- **STUDY TEXT**:

____

The GW4 AMR Alliance applies a One Health approach to tackling AMR. This interdisciplinary approach combines knowledge to provide solutions for human, animal, and environmental health. In line with this, the GW4 AMR Alliance has identified 4 research strands to focus our efforts on that are all equally important to reduce the spread of AMR.
MITIGATing AND MANAGing INFECTIONS IN HUMANS AND ANIMALS
The AMR Alliance focuses on all types of infections to catalyse engagement and maximise the opportunity to coalesce expertise, for example, across genomics, experimental science, drug discovery, diagnostics and clinical, public health and environmental science as well as engage with national and international agencies. This is timely due to the clear links to COVID-19 and patient susceptibility to contracting secondary bacterial and fungal infections. We anticipate that this may lead to further targeted research areas, for example, secondary infections, hospital-acquired infections and community infections.
TOWARDS UNDERSTANDING SELECTION AND TRANSMISSION (DRIVERS OF AMR)
Through this complex programme, the AMR Alliance is drawing on novel approaches to problems which are usually disaggregated, and which drive selection, including social practices (e.g. antimicrobial stewardship, regulation and policies, infection prevention control), evolutionary and ecological processes, and their impact on selection (i.e. amplification) and transmission.

____

- **RAW DATA**:
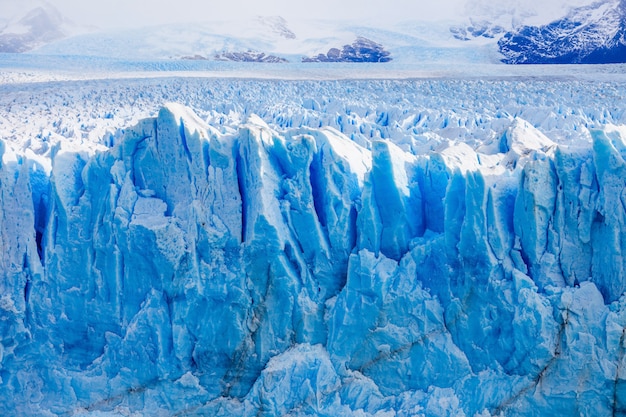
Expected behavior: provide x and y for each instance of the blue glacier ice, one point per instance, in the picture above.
(195, 270)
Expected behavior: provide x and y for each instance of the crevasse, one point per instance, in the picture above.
(190, 272)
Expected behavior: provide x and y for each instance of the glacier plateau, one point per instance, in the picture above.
(318, 258)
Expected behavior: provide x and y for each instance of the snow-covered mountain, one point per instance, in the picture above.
(271, 36)
(593, 34)
(339, 248)
(38, 26)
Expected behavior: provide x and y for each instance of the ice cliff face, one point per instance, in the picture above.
(187, 271)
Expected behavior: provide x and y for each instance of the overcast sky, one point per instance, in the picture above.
(128, 13)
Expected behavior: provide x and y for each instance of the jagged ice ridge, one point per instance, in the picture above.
(200, 269)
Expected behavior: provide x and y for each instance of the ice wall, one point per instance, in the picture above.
(191, 272)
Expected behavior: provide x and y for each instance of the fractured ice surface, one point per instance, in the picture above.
(199, 271)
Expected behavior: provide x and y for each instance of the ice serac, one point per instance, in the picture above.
(193, 272)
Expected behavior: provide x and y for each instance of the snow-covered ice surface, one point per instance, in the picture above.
(238, 242)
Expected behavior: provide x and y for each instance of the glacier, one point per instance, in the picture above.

____

- **EXERCISE TASKS**:
**A.** Answer these questions from the GW4 AMR Alliance text:
(i) How many research strands has the alliance identified?
(ii) Which disease does the text say has clear links that make the focus on infections timely?
(iii) What three further targeted research areas does the text give as examples?
**B.** Pick up the GW4 AMR Alliance text at its end and write the next part.

- **RESULTS OF THE EXERCISE**:
**A.**
(i) 4
(ii) COVID-19
(iii) Secondary infections, hospital-acquired infections and community infections

**B.**
TACKLING AMR WITHIN THE FRAMEWORK OF SUSTAINABLE DEVELOPMENT
The AMR Alliance is using a One Health approach to help tackle AMR within the framework of the United Nations Sustainable Development Goals (SDGs). AMR is relevant to six SDGs:
- SDG 2: Zero Hunger
- SDG 3: Good Health and Wellbeing
- SDG 6: Clean Water and Sanitation
- SDG 9: Industry, Innovation and Infrastructure
- SDG12: Responsible Consumption and Production
- SDG 17: Partnerships for the Goals
This topic is inherently interdisciplinary, and we have chosen it to encourage further international engagement with low-and-middle-income countries (LMICs) and enable us to draw on our aligned strengths, for example in:
Food production and global food security through the Bristol Vet School and Rothamsted Research (North Wyke Farm, Devon),
Water through the GW4 Water Security Alliance,
Climate through the GW4 Sustainable Net Zero programme
REDUCING AMR, OPTIMISING TREATMENT AND DISCOVERY SCIENCE
The UK Five Year National Action Plan details a strategy to tackle AMR within and beyond the UK. It focuses on the One Health approach across three interrelated keys areas:
Reducing the need for, and unintentional exposure to, antimicrobials by lowering the burden of human and animal infection, minimising the spread of AMR through the environment, better food safety and greater global access to clean water and sanitation
Optimising the use of antimicrobials in humans and animals and agriculture along with stronger laboratory capacity and surveillance of AMR in both humans and animals.
Investing in innovation, supply, and access, through the development of new therapeutics, rapid diagnostics and vaccines, with wider access to those that need them.